Point-per-instance localization data
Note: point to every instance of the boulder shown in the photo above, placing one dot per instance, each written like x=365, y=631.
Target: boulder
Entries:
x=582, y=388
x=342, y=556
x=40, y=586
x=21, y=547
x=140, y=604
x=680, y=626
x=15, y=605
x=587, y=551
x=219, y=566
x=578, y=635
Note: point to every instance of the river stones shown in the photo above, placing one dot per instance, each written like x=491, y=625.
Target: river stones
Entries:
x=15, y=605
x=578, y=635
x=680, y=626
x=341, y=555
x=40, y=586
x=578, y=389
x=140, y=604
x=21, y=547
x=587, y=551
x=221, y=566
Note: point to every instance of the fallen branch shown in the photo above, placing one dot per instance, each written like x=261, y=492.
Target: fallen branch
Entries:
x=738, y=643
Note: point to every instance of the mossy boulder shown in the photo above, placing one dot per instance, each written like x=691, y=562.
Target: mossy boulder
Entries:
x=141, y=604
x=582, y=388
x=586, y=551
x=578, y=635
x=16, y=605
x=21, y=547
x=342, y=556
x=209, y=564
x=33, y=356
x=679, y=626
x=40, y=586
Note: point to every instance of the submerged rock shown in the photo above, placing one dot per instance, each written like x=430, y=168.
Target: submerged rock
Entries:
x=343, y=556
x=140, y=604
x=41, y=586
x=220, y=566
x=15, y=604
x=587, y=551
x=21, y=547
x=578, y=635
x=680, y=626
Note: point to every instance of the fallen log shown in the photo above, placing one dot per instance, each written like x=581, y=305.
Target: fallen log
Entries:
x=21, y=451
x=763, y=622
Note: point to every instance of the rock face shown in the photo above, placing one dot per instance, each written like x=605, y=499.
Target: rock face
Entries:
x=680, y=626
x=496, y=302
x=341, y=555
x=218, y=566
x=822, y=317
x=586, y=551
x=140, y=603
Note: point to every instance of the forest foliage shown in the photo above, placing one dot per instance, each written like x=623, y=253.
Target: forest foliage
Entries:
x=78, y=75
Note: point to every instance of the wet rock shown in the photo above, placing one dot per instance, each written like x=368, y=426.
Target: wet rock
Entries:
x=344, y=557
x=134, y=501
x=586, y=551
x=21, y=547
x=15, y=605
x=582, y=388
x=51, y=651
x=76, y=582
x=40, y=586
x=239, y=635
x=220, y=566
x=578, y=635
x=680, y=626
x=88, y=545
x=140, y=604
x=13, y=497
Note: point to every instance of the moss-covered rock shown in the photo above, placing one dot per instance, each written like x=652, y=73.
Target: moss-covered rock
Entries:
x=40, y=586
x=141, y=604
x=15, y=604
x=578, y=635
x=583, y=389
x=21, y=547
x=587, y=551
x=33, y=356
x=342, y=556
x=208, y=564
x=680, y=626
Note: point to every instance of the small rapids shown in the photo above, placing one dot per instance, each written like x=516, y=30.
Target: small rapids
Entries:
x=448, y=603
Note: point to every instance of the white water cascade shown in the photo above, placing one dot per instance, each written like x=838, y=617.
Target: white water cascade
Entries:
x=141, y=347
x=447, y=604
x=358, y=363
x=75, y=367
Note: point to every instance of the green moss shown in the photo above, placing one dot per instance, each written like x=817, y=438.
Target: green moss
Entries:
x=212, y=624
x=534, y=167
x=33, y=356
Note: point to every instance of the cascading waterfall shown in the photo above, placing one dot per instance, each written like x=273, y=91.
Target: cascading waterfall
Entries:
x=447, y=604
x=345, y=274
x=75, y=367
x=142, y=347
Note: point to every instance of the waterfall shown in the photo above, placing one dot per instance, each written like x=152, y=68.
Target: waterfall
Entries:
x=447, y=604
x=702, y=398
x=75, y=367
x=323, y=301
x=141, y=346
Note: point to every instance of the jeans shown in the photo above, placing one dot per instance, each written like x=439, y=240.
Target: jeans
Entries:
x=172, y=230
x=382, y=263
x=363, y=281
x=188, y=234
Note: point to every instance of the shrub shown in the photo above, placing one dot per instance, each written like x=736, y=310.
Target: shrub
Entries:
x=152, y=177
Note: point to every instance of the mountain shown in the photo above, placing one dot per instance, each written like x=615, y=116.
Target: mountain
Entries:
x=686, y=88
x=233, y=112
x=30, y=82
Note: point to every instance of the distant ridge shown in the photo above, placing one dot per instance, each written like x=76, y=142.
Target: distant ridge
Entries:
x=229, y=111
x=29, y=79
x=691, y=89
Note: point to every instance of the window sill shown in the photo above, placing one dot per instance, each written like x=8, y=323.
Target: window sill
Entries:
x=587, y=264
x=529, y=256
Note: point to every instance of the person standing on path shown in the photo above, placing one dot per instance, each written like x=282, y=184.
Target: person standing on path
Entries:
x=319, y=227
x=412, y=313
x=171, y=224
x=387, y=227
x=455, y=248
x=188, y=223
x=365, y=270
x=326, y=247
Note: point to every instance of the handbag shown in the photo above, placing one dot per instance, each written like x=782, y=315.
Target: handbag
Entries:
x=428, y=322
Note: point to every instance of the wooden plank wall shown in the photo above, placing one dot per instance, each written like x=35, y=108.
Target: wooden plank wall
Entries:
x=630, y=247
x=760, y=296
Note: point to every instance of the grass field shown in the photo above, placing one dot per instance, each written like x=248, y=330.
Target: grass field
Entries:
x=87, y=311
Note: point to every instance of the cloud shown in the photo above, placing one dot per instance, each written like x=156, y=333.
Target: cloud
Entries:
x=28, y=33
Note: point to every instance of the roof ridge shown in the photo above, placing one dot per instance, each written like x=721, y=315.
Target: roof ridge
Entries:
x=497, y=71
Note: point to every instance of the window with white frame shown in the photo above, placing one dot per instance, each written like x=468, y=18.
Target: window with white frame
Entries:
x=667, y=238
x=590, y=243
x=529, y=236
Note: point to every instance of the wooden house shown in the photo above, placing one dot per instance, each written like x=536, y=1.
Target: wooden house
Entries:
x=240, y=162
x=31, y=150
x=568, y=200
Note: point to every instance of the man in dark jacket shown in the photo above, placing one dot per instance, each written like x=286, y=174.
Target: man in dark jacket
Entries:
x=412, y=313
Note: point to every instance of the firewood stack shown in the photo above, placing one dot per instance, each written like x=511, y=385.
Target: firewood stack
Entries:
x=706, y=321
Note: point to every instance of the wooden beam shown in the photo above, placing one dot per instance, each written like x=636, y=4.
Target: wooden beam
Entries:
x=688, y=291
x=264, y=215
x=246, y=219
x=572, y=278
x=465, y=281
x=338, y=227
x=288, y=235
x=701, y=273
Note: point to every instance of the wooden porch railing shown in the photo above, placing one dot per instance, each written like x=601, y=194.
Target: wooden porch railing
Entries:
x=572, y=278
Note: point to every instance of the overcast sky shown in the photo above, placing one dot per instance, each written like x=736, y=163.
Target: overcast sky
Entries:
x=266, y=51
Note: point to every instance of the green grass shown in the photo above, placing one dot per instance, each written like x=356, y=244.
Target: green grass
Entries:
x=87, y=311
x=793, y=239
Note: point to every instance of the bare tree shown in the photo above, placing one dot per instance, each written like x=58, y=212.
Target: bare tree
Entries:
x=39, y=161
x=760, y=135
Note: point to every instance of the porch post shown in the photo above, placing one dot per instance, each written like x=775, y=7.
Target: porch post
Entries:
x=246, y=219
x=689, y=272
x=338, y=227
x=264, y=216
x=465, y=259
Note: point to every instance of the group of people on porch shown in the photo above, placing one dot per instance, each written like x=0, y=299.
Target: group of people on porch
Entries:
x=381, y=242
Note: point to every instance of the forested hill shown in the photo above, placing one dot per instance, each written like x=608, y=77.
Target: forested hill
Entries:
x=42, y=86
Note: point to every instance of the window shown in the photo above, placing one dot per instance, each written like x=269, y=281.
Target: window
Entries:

* Action item
Say how many lines of the entries above include the string "window", giving the number and nothing else.

* Task answer
6